> _Task prompt_
Please return each of the entries that follow, unchanged in every word.
***
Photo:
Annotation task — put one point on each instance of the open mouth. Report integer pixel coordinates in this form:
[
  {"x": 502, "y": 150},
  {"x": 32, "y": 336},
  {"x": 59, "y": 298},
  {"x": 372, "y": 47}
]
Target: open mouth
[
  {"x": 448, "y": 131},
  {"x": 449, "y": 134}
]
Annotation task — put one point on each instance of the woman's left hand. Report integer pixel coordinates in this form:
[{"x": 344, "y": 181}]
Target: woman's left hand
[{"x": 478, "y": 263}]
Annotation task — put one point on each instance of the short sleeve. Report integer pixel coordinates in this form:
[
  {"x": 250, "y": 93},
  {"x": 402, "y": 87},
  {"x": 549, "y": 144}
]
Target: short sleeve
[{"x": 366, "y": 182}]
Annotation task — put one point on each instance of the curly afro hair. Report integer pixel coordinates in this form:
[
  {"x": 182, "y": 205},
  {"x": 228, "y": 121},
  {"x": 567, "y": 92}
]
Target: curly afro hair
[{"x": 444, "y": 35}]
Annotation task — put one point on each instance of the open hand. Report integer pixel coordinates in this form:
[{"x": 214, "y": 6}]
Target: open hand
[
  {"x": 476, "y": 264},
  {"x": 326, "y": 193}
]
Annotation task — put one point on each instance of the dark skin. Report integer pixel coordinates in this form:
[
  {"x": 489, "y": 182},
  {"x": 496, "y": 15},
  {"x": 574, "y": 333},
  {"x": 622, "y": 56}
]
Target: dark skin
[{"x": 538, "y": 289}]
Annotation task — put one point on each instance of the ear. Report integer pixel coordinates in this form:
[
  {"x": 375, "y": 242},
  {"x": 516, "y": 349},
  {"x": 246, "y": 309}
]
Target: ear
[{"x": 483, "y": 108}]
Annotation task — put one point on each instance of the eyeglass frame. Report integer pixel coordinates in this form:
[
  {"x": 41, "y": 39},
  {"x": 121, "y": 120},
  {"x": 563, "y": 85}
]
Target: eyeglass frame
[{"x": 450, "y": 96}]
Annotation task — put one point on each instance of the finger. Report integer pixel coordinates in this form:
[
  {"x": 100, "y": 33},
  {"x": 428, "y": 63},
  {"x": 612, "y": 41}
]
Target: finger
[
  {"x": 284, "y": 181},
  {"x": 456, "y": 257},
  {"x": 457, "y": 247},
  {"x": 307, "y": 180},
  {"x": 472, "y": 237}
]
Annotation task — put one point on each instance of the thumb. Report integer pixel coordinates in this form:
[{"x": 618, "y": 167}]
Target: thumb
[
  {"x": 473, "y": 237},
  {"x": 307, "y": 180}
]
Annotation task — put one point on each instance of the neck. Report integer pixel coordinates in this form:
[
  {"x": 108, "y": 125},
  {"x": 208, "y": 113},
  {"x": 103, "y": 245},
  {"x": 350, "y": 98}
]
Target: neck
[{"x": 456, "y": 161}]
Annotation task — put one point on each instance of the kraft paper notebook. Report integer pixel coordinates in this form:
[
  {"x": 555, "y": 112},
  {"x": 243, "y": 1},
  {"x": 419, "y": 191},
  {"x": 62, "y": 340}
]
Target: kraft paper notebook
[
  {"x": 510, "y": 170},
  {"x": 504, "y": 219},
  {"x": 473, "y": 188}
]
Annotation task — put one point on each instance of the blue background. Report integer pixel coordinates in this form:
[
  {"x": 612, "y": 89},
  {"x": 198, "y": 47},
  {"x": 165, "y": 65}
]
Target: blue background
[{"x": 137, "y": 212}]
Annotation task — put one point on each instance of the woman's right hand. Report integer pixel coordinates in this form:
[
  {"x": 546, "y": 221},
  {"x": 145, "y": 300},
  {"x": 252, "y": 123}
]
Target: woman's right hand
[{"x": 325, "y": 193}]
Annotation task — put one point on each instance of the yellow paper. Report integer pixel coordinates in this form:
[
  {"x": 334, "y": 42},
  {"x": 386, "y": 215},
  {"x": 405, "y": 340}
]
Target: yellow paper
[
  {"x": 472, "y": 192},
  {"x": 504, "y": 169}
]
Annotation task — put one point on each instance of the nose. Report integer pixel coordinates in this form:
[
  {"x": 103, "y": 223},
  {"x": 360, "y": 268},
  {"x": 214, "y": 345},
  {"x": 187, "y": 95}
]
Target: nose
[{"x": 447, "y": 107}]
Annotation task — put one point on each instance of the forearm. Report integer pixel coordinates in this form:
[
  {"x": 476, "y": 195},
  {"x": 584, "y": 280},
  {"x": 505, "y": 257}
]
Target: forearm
***
> _Answer to this task_
Photo:
Annotation task — put one point on each instance of the open mouth. Report integer pixel coordinates in this form:
[
  {"x": 502, "y": 150},
  {"x": 32, "y": 336},
  {"x": 59, "y": 298},
  {"x": 372, "y": 47}
]
Target: open mouth
[
  {"x": 448, "y": 131},
  {"x": 449, "y": 134}
]
Annotation task — put one point on each instance of the woman's left hand. Report integer pixel coordinates in this form:
[{"x": 344, "y": 181}]
Target: woman's left hand
[{"x": 478, "y": 263}]
Annotation task — put one point on each instance of the short sleeve. Report integer pixel coordinates in this form:
[
  {"x": 250, "y": 93},
  {"x": 402, "y": 87},
  {"x": 549, "y": 144}
]
Target: short sleeve
[{"x": 366, "y": 182}]
Annotation task — put one point on each instance of the curly afro hair. Report integer pixel coordinates in this form:
[
  {"x": 182, "y": 205},
  {"x": 228, "y": 121},
  {"x": 567, "y": 92}
]
Target: curly afro hair
[{"x": 444, "y": 35}]
Annotation task — put one point on each instance of the open hand. Report integer pixel coordinates in this form:
[{"x": 214, "y": 6}]
Target: open hand
[
  {"x": 476, "y": 264},
  {"x": 326, "y": 193}
]
Annotation task — put one point on each instance of the dark skin. Report integer pixel coordinates in this form:
[
  {"x": 489, "y": 182},
  {"x": 496, "y": 15},
  {"x": 574, "y": 333},
  {"x": 622, "y": 56}
]
Target: dark skin
[{"x": 538, "y": 289}]
Annotation task — put one point on each instance of the ear. Report integer pixel coordinates in this form:
[
  {"x": 375, "y": 242},
  {"x": 516, "y": 349},
  {"x": 246, "y": 309}
]
Target: ear
[{"x": 483, "y": 108}]
Annotation task — put one point on each instance of the eyeglass frame. Report integer pixel coordinates in this form:
[
  {"x": 41, "y": 39},
  {"x": 121, "y": 120},
  {"x": 563, "y": 85}
]
Target: eyeglass frame
[{"x": 450, "y": 96}]
Annotation task — put one point on each instance of the finger. Report integer pixel coordinates in this form:
[
  {"x": 100, "y": 33},
  {"x": 428, "y": 63},
  {"x": 612, "y": 41}
]
Target: finger
[
  {"x": 284, "y": 181},
  {"x": 456, "y": 257},
  {"x": 457, "y": 247},
  {"x": 307, "y": 180},
  {"x": 472, "y": 237}
]
Annotation task — put one point on each instance of the thumb. Report integer pixel coordinates in this form:
[{"x": 618, "y": 167}]
Target: thumb
[
  {"x": 473, "y": 237},
  {"x": 307, "y": 180}
]
Annotation task — put one point on each instance of the neck. Report integer pixel coordinates in this form:
[
  {"x": 108, "y": 125},
  {"x": 208, "y": 113},
  {"x": 103, "y": 245},
  {"x": 350, "y": 98}
]
Target: neck
[{"x": 456, "y": 161}]
Annotation task — put one point on each instance of the kraft paper notebook. Report integer pixel coordinates in this form:
[
  {"x": 555, "y": 112},
  {"x": 243, "y": 1},
  {"x": 419, "y": 191},
  {"x": 62, "y": 340}
]
Target: kraft paper notebook
[
  {"x": 510, "y": 170},
  {"x": 504, "y": 219},
  {"x": 473, "y": 188}
]
Annotation task — put one point on each instance of the blue background. Report integer pixel coordinates in this form:
[
  {"x": 612, "y": 89},
  {"x": 198, "y": 47},
  {"x": 165, "y": 65}
]
Target: blue background
[{"x": 137, "y": 212}]
Annotation task — put one point on each instance of the woman's right hand. Report integer pixel coordinates in this form:
[
  {"x": 546, "y": 221},
  {"x": 145, "y": 300},
  {"x": 252, "y": 123}
]
Target: woman's right hand
[{"x": 325, "y": 193}]
Annotation task — put one point on each instance of the yellow paper. Report integer pixel coordinates in this form:
[
  {"x": 334, "y": 42},
  {"x": 386, "y": 215},
  {"x": 405, "y": 340}
]
Target: yellow paper
[
  {"x": 472, "y": 192},
  {"x": 504, "y": 169}
]
Annotation task — put one point on each instance of the nose. Report integer pixel coordinates in this form:
[
  {"x": 103, "y": 223},
  {"x": 360, "y": 268},
  {"x": 214, "y": 345},
  {"x": 187, "y": 95}
]
Target: nose
[{"x": 447, "y": 107}]
Annotation task — put one point on each instance of the forearm. Report integer pixel coordinates in this form:
[
  {"x": 476, "y": 195},
  {"x": 584, "y": 280},
  {"x": 505, "y": 257}
]
Target: forearm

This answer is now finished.